WHAT THE EXERCISE ASKS ▸
Starting from the line containing "Annotate the passenger", write out the rest of the entries exactly, through the final line, including nothing else.

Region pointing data
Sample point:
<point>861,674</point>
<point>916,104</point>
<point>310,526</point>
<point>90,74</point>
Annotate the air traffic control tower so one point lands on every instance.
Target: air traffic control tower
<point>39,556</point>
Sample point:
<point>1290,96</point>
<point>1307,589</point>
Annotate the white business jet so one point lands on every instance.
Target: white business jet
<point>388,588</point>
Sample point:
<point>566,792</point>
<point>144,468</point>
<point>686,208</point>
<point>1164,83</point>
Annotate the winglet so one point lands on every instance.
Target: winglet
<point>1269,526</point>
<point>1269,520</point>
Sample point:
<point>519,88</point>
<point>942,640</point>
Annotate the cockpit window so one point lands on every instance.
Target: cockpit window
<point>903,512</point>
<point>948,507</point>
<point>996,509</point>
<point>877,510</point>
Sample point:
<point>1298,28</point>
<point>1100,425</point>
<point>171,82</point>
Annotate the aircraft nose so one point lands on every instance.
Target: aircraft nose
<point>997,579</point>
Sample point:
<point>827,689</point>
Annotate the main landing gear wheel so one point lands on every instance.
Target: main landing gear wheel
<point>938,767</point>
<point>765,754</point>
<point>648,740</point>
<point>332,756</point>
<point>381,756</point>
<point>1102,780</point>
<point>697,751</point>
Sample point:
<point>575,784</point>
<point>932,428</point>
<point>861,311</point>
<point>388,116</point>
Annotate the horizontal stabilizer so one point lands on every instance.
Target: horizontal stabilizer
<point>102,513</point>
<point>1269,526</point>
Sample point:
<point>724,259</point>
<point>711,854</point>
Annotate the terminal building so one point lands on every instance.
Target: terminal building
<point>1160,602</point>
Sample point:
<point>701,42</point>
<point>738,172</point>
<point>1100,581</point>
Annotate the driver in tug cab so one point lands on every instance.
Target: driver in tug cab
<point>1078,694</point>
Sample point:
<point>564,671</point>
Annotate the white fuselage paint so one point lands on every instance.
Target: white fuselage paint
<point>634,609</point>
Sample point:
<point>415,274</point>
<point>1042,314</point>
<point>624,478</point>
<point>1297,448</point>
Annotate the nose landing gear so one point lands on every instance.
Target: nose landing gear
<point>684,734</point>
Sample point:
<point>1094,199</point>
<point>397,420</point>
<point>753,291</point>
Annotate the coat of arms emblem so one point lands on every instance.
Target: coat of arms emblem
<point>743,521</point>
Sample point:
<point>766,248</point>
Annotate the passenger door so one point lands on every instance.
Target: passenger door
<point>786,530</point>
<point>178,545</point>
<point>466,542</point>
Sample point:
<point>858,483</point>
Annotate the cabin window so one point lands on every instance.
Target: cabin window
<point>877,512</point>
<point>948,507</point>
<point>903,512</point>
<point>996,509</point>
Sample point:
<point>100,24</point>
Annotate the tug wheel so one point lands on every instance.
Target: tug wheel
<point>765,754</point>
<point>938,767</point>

ANSWER FOR THIS EXERCISE ▸
Annotate the passenger door so one point lands on every instance.
Target: passenger door
<point>786,530</point>
<point>178,545</point>
<point>466,542</point>
Sample point:
<point>858,483</point>
Annotate the cabin window so one point lands on every instance.
Target: cabin window
<point>877,512</point>
<point>948,507</point>
<point>903,512</point>
<point>996,509</point>
Sample point:
<point>100,24</point>
Annotate the tug wheel so one point lands on every instance.
Target: tug wheel
<point>765,754</point>
<point>938,767</point>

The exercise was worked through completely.